## [Trecho fornecido]
---

As últimas três semanas culturais foram dominadas pelas eleições para a Academia Brasileira de Letras, exemplares da diversidade cultural da sociedade brasileira, que a ABL sempre procurou espelhar. Desde sua fundação, que no próximo ano fará 125 anos, a ABL definiu-se como uma agremiação dos “notáveis”, não apenas de literatos, assim como a Academia Francesa.

Essa definição nasceu de um debate em que dois dos fundadores defendiam ideias distintas. Machado de Assis queria apenas literatos, enquanto Joaquim Nabuco defendia a tese vencedora de que deveria também abrigar os grande vultos brasileiros, em diversas modalidades.

No frontispício de sua sede, o Pétit Trianon, e no logotipo oficial está inscrito “Academia Brasileira”. Ela nasceu em 1897 como “Academia Brazileira de Letras”, mas em 1910, no primeiro volume da “Revista da Academia Brazileira”, o complemento “de Letras” aparecia em corpo menor.

Uma famosa polêmica foi a entrada de Santos Dumont na Academia, e coube a Coelho Neto responder à pergunta que se faz até hoje: que obras ele escreveu? Coelho Neto respondeu: “Escreveu nas estrelas. Cada avião que se levanta é como página escrita por ele para a glória de nossa pátria”.

---

## [Questões a responder]
- 1) Indique se cada afirmação concorda com o texto sobre a Academia Brasileira de Letras, respondendo sim ou não e citando as palavras do texto que decidem. (a) Machado de Assis defendia que a Academia reunisse apenas literatos. (b) A Academia foi fundada em 1910. (c) Coube a Coelho Neto responder à pergunta sobre as obras de Santos Dumont.
- 2) Repita sem nenhuma alteração o trecho do texto sobre a Academia Brasileira de Letras que vai de "As últimas três" até "em diversas modalidades.".

## [Imagens para localização de objetos]
---

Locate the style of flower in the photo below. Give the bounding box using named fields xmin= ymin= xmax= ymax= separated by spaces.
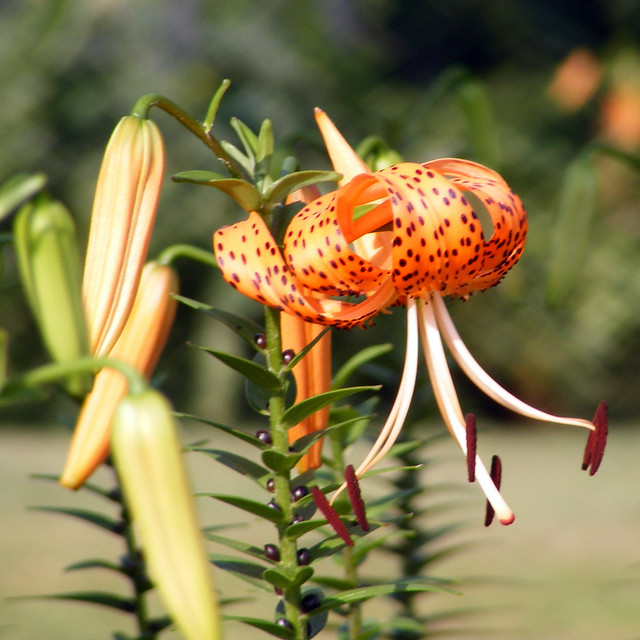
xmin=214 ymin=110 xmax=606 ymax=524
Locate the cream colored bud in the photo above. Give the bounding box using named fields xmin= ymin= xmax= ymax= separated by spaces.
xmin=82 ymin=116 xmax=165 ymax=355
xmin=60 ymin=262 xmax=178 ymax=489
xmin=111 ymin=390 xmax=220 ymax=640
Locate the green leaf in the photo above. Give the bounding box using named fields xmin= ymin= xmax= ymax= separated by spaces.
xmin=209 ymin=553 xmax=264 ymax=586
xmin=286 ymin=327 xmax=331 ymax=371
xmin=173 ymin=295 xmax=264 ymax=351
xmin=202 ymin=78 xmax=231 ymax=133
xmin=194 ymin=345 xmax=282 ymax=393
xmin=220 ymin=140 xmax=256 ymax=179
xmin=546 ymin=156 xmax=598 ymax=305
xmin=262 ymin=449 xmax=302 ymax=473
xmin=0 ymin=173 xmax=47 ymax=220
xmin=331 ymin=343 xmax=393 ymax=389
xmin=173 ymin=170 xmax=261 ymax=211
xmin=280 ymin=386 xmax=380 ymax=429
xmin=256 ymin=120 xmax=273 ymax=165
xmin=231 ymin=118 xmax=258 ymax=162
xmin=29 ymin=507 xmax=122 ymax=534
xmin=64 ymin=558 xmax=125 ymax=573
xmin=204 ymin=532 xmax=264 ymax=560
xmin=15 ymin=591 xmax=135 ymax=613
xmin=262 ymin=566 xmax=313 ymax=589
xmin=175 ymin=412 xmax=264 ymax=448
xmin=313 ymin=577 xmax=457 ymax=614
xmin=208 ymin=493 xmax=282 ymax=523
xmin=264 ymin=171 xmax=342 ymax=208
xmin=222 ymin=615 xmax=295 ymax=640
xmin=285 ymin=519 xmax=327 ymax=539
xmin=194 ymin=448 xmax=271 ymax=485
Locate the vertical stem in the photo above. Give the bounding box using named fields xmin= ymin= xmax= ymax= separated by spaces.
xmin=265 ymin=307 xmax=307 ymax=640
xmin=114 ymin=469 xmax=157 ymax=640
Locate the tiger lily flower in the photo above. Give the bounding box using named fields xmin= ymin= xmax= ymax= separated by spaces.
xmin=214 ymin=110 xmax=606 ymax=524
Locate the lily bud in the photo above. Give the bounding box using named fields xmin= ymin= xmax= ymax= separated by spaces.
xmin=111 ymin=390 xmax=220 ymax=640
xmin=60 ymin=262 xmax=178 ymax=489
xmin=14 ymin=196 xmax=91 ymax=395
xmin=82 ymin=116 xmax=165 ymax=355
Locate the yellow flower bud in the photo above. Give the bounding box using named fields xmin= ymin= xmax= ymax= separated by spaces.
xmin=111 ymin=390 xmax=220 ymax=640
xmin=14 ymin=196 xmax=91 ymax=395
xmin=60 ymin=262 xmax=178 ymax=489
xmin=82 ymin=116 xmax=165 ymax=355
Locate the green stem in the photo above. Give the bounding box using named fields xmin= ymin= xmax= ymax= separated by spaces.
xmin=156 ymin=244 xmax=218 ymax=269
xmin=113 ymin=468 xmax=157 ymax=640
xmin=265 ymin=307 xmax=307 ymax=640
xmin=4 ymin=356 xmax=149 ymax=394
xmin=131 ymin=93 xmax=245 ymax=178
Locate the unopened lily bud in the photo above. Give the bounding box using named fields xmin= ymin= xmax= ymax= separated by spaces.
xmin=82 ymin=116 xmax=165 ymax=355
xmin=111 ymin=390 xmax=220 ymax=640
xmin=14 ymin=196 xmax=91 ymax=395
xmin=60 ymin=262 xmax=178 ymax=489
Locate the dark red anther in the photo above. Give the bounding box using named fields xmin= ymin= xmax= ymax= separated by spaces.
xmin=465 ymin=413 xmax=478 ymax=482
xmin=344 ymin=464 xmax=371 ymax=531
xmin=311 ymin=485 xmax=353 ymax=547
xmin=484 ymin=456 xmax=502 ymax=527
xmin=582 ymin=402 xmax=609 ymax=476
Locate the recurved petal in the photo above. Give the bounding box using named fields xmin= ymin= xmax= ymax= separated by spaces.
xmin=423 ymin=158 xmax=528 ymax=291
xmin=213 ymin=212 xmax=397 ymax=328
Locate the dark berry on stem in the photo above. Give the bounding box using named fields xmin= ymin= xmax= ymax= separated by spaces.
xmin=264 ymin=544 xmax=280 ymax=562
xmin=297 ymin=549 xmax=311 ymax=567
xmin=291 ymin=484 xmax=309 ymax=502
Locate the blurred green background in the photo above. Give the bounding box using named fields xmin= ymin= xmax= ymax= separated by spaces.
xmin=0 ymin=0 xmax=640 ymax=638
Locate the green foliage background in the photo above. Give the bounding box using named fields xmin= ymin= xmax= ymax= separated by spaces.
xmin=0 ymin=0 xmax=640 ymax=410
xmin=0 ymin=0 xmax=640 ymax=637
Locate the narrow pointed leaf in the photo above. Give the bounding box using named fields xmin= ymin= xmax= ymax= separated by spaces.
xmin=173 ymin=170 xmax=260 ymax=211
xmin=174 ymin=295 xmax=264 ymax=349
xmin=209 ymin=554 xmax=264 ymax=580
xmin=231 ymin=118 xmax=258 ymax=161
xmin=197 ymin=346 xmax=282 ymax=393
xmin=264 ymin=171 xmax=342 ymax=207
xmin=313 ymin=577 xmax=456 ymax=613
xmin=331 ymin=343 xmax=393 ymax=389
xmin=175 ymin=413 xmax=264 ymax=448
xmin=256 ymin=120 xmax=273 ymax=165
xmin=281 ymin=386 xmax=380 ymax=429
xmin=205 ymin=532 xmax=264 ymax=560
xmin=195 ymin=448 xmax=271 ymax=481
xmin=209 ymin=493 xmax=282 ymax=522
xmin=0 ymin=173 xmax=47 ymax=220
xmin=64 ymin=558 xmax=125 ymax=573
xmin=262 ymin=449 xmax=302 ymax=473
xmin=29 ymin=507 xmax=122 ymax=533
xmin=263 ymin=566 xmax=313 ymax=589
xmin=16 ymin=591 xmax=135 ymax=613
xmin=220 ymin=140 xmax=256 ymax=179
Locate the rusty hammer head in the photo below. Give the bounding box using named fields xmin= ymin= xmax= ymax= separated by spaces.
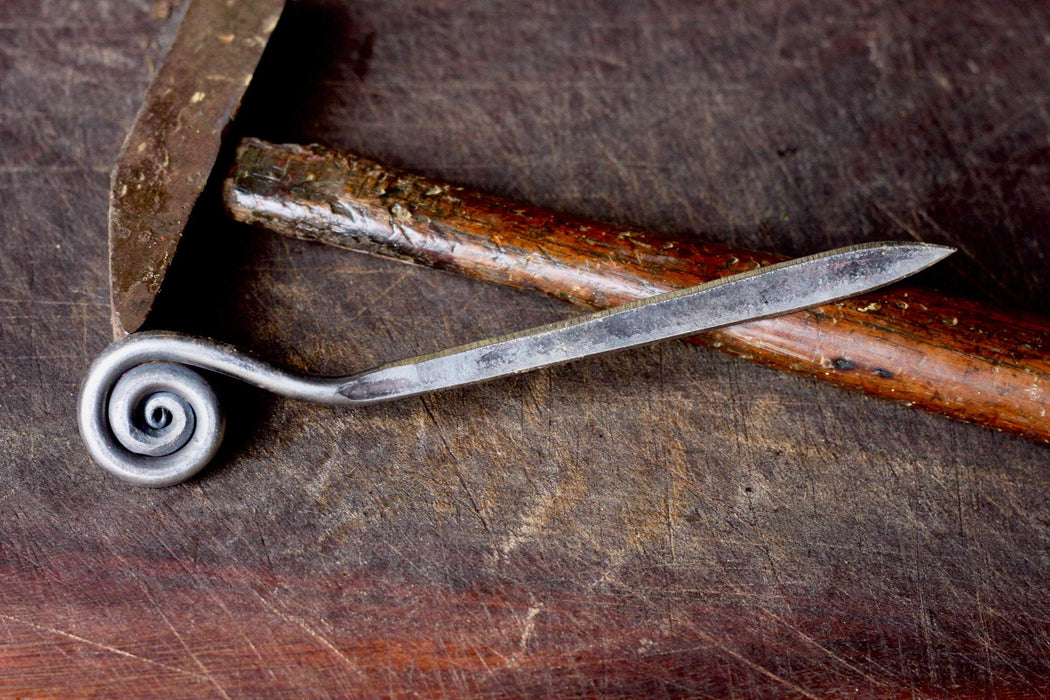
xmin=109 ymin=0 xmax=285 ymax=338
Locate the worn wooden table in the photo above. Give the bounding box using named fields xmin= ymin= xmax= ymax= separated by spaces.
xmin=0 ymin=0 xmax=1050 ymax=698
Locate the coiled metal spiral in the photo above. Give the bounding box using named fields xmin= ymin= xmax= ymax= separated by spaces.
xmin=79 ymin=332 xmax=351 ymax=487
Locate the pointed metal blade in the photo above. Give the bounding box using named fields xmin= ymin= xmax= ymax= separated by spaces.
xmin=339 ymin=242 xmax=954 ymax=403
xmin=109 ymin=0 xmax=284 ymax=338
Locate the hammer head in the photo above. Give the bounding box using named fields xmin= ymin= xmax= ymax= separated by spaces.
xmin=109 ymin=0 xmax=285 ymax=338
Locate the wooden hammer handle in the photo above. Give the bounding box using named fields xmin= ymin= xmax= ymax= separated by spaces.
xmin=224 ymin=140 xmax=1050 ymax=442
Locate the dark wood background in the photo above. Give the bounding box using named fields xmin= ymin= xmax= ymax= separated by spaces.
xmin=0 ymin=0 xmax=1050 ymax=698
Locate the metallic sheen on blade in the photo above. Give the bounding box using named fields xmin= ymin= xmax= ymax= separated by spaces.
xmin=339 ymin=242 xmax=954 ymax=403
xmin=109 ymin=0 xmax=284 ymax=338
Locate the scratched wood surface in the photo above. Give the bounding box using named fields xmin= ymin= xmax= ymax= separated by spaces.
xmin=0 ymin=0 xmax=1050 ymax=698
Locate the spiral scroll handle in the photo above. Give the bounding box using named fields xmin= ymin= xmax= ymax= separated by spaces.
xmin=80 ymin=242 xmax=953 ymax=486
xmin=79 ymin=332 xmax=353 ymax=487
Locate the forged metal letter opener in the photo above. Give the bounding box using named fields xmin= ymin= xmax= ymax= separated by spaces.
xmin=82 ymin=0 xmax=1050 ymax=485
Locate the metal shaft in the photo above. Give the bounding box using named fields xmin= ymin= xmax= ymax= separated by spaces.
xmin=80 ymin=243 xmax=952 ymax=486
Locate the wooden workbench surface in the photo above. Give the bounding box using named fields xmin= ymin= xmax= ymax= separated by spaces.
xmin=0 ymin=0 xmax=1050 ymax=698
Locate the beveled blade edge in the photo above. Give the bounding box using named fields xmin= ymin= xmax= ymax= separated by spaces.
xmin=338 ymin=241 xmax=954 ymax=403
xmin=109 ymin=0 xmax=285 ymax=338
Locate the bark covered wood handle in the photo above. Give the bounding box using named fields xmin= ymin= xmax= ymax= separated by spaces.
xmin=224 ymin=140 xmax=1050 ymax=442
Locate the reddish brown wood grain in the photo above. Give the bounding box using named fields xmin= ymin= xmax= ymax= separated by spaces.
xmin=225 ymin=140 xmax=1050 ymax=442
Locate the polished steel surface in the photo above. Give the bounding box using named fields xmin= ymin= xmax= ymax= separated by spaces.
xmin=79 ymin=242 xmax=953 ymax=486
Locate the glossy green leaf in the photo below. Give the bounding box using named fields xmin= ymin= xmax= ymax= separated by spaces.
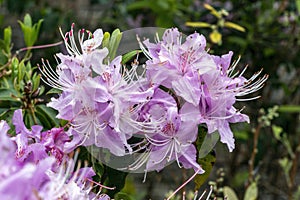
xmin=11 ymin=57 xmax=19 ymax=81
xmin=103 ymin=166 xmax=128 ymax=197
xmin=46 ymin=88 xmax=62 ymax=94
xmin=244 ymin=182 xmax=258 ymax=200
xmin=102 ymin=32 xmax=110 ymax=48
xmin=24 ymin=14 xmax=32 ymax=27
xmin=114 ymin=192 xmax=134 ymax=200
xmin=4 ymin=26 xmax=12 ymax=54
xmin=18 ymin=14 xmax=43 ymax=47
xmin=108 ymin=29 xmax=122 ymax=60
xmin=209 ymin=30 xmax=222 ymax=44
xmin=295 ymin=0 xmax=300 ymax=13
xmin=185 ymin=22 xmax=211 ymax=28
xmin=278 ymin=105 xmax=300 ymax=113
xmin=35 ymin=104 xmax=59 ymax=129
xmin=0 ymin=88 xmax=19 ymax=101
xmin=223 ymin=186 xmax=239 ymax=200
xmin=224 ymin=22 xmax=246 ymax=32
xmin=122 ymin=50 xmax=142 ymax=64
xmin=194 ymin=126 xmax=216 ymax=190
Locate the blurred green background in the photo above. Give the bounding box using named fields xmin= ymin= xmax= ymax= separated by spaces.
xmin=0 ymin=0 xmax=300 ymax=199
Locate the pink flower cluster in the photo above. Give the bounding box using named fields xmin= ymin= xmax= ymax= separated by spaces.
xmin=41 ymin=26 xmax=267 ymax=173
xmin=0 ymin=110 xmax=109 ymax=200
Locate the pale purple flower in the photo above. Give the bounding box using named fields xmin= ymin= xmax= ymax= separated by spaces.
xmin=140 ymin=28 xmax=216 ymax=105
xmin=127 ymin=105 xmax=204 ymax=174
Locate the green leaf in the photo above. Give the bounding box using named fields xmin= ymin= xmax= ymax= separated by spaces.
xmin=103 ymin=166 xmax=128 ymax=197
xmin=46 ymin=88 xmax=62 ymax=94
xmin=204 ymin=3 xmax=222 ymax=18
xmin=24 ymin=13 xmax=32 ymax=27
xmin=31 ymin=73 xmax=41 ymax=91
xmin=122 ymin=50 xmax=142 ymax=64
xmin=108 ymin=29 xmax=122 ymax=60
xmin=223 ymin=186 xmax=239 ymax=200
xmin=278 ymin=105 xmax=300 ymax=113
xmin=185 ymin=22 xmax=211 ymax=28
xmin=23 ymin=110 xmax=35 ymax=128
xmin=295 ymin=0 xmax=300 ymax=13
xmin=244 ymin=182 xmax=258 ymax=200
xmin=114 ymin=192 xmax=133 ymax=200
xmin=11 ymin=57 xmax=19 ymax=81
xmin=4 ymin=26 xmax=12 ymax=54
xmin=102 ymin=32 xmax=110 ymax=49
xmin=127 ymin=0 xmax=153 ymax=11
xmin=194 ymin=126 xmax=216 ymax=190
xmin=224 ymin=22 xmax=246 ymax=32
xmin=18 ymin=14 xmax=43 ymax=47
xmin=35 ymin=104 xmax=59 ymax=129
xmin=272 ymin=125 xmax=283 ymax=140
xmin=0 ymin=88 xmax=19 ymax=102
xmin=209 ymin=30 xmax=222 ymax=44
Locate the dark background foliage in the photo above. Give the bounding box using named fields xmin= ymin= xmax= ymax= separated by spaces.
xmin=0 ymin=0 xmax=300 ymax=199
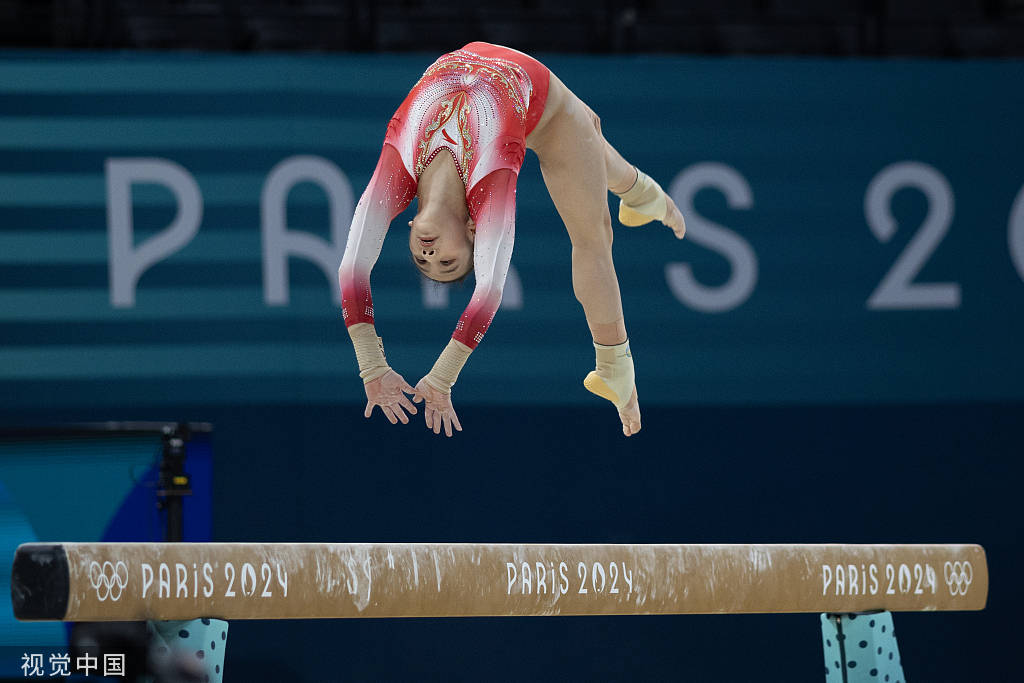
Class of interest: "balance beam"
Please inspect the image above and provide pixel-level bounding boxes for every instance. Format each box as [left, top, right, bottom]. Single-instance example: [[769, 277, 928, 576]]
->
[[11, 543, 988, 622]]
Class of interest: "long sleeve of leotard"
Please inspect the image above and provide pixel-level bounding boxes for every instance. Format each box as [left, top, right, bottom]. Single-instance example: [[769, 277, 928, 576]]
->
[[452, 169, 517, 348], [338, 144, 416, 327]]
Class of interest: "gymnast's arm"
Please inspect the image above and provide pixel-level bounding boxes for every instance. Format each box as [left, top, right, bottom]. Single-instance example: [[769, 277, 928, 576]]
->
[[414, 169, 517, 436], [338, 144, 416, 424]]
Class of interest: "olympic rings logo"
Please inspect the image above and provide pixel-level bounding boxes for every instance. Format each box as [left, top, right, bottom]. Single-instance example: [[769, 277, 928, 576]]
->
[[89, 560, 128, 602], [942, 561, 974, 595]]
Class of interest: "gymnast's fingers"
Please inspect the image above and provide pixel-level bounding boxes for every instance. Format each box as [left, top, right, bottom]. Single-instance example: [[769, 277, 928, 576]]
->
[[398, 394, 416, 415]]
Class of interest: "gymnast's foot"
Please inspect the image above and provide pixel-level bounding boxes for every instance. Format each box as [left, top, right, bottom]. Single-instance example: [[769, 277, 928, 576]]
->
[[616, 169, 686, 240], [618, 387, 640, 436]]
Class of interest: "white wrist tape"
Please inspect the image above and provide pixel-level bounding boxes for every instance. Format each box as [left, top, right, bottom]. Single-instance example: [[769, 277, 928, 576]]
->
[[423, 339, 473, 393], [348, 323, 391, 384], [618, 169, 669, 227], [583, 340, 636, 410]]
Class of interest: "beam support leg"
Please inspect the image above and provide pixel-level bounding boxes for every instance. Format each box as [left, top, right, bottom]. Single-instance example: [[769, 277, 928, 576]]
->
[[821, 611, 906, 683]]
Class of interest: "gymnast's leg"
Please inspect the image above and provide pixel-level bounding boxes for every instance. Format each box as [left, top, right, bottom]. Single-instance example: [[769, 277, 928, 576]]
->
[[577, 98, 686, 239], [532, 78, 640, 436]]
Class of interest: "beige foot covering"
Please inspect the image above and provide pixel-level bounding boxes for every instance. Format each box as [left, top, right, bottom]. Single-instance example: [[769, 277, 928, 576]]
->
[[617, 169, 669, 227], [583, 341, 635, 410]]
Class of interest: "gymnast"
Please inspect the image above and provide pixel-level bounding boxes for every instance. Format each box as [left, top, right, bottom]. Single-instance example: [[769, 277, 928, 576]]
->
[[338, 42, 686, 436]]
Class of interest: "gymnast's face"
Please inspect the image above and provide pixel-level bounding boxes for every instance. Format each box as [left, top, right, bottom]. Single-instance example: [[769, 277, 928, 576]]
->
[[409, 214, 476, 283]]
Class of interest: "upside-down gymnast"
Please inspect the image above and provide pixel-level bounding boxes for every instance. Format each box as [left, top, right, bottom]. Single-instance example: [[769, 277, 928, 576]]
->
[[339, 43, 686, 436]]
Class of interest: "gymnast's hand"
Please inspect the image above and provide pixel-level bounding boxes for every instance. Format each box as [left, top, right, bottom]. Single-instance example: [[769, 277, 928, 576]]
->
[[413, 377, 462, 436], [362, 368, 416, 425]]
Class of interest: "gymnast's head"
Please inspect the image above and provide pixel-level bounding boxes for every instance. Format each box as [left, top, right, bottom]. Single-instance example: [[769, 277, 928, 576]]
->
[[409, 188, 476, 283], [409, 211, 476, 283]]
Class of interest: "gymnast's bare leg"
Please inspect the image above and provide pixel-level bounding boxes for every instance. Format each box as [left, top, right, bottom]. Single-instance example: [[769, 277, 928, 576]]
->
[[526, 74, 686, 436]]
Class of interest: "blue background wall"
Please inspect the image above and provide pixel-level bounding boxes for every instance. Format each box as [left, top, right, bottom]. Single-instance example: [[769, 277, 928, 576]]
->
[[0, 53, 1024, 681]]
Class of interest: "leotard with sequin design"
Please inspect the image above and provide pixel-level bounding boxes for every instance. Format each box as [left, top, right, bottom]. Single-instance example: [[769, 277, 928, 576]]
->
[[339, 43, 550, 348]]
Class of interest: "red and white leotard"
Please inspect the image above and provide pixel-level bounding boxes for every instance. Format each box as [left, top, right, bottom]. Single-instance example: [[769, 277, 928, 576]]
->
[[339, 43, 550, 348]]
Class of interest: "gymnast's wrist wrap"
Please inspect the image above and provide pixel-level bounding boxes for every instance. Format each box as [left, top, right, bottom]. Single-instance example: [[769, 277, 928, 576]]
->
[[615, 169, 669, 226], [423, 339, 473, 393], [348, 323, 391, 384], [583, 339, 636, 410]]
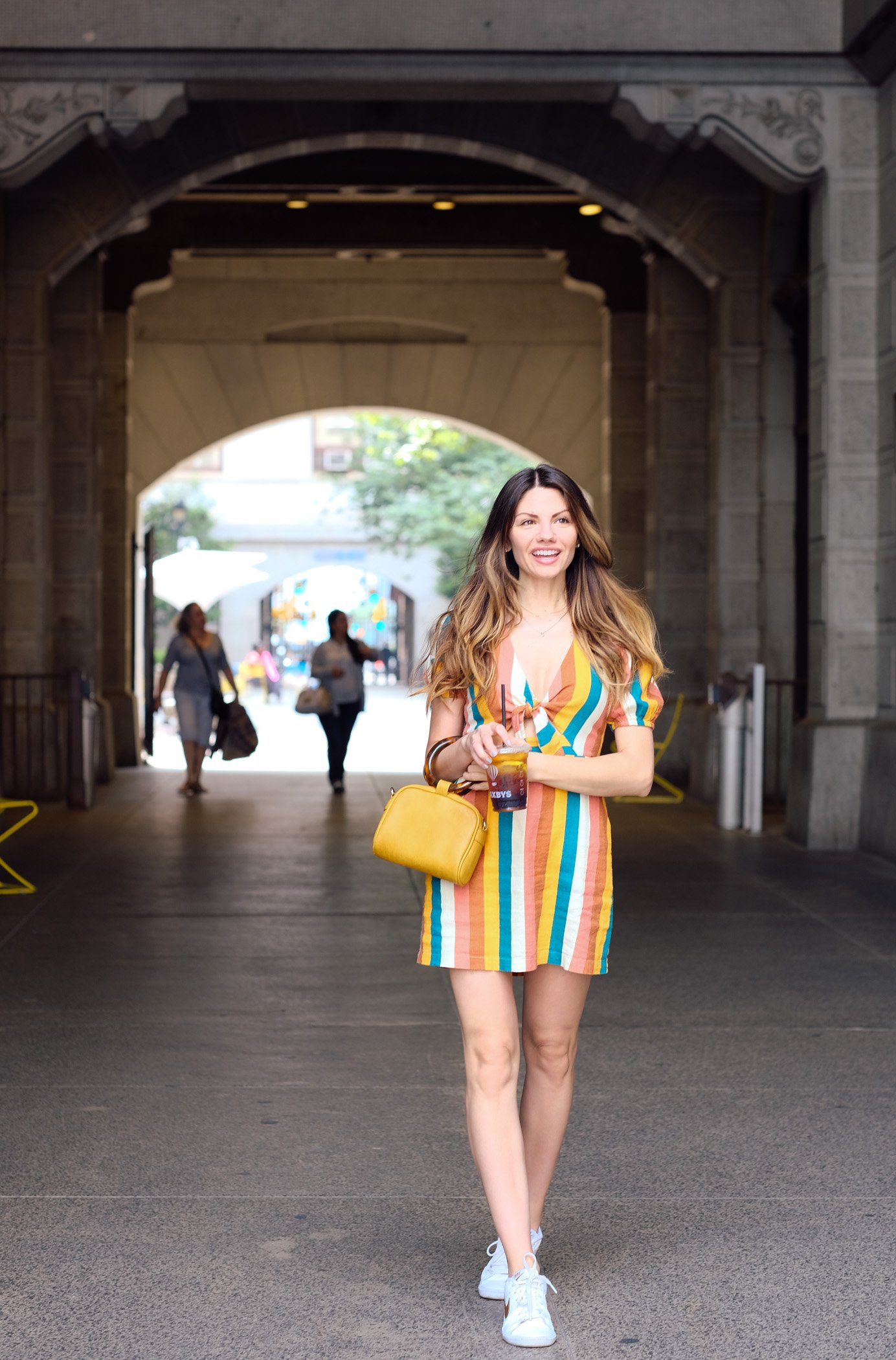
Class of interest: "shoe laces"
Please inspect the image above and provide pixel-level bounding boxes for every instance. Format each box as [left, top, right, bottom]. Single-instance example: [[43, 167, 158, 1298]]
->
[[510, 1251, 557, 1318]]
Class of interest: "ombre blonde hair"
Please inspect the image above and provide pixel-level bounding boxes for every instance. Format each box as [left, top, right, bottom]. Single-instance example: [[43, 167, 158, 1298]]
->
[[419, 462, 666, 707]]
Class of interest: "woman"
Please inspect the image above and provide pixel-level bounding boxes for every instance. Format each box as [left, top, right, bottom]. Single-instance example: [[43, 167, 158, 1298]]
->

---

## [Soluções por tarefa]
- 1)
(a) Sim: "Machado de Assis queria apenas literatos"
(b) Não: "Ela nasceu em 1897"
(c) Sim: "coube a Coelho Neto responder à pergunta que se faz até hoje: que obras ele escreveu?"

- 2)
As últimas três semanas culturais foram dominadas pelas eleições para a Academia Brasileira de Letras, exemplares da diversidade cultural da sociedade brasileira, que a ABL sempre procurou espelhar. Desde sua fundação, que no próximo ano fará 125 anos, a ABL definiu-se como uma agremiação dos “notáveis”, não apenas de literatos, assim como a Academia Francesa.

Essa definição nasceu de um debate em que dois dos fundadores defendiam ideias distintas. Machado de Assis queria apenas literatos, enquanto Joaquim Nabuco defendia a tese vencedora de que deveria também abrigar os grande vultos brasileiros, em diversas modalidades.